### [Exercise requirements]
Recast the rows below as a numbered list, from the line with "895, row 235." through the line with "column 843, row 484", both included, skipping any blank lines.

### [Data extracted from a collection]
>>>>

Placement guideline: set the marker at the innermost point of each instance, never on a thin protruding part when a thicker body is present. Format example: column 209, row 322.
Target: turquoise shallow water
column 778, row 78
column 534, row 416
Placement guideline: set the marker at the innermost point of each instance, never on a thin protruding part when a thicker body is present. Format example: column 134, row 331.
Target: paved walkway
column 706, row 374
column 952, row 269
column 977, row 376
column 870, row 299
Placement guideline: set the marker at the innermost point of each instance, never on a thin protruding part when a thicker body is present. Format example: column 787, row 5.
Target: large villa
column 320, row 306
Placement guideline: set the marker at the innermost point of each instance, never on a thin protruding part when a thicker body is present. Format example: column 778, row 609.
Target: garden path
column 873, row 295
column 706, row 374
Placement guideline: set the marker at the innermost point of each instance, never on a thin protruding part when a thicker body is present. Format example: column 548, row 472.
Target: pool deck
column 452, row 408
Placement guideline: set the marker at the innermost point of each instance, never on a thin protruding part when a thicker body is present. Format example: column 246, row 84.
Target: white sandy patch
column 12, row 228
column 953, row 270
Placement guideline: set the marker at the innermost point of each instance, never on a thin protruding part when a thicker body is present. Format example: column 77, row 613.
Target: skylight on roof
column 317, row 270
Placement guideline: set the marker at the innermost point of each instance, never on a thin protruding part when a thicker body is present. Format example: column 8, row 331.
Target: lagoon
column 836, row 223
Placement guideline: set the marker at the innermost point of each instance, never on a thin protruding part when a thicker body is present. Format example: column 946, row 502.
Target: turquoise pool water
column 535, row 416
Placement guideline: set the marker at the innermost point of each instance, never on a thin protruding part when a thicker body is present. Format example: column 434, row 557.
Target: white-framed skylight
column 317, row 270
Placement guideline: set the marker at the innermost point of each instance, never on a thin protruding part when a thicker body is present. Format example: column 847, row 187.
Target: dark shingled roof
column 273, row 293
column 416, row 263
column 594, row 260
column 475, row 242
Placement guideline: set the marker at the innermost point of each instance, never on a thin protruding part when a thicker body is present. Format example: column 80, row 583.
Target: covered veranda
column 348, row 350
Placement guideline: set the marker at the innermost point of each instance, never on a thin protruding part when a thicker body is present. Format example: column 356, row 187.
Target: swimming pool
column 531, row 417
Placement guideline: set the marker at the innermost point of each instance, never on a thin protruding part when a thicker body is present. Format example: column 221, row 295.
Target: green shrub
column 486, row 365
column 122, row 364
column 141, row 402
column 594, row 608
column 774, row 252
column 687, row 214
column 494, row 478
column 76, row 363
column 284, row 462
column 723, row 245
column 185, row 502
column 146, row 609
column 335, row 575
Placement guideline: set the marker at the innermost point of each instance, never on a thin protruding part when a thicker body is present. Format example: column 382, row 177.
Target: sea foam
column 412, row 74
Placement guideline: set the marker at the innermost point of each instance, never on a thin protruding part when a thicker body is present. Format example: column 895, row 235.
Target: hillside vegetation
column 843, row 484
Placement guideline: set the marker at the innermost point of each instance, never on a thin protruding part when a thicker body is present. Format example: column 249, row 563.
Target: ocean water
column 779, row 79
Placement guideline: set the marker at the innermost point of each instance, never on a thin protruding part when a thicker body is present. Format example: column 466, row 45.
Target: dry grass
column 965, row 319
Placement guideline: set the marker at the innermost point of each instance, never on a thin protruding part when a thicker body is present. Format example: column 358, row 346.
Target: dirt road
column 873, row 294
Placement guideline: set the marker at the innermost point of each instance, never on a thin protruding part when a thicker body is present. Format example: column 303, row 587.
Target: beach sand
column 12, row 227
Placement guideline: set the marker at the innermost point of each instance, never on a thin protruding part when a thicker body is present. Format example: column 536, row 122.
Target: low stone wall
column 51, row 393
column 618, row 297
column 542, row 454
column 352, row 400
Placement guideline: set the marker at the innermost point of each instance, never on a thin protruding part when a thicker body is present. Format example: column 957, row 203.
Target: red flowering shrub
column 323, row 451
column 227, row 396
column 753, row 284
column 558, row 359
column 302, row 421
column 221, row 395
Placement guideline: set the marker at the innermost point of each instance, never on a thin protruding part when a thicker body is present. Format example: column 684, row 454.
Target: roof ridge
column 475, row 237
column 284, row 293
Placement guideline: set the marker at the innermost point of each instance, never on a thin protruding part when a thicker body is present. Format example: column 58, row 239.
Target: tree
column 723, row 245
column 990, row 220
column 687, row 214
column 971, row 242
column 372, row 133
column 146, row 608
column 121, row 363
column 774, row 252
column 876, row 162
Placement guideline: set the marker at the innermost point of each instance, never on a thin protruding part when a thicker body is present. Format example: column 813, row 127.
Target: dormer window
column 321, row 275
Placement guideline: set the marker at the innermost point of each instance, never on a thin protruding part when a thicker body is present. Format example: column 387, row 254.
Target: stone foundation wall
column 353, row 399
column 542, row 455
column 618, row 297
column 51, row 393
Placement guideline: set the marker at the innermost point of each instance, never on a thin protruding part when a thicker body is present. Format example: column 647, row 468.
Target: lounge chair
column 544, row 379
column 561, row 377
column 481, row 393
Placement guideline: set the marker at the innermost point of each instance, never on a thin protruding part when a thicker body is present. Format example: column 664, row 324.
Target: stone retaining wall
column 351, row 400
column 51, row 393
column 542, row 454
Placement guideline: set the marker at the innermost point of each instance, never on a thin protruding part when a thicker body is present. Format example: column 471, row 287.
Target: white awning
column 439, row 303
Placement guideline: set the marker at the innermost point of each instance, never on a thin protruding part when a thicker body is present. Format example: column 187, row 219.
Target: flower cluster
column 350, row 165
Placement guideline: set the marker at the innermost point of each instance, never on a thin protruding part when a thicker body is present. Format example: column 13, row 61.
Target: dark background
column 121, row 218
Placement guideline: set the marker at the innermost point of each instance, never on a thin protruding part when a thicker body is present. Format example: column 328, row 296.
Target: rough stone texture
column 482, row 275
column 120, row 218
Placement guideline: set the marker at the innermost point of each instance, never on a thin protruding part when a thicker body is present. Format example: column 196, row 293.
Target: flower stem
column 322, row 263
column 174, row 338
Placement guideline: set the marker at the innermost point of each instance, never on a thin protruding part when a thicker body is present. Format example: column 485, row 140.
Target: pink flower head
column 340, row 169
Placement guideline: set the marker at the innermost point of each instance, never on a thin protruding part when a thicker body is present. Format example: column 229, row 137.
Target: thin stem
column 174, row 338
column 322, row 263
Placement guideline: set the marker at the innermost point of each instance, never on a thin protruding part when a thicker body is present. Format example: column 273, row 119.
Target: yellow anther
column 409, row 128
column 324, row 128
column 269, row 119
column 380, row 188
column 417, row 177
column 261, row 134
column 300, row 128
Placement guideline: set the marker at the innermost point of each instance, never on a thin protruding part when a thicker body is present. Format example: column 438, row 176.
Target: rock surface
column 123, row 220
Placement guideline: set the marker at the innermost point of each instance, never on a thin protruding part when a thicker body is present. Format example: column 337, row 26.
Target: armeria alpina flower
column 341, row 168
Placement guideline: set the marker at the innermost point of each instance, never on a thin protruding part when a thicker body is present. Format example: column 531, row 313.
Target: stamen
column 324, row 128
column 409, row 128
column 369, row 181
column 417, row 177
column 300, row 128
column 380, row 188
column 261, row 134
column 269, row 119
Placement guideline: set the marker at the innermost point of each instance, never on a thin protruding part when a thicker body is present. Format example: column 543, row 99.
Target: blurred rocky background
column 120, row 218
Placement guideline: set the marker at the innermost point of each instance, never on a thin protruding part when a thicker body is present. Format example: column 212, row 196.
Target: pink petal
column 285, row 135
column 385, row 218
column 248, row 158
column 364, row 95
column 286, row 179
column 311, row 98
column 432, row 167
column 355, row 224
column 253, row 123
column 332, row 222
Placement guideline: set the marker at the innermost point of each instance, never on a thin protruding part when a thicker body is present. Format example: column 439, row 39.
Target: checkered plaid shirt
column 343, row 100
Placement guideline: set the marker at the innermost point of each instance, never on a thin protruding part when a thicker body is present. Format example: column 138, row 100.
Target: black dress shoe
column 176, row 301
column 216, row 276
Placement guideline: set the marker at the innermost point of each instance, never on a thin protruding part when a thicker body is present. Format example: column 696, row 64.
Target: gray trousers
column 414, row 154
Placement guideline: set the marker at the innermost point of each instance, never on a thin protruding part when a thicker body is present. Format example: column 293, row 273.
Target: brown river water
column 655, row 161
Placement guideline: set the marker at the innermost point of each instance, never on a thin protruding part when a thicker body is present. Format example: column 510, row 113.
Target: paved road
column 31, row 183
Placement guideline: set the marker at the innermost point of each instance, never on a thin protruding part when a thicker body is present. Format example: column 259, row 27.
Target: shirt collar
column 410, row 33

<<<<

### [Response]
1. Placement guideline: set the marker at the innermost point of each instance, never on a thin protruding part when a thicker body is present. Format example: column 895, row 235.
2. Target: hillside vegetation
3. column 843, row 484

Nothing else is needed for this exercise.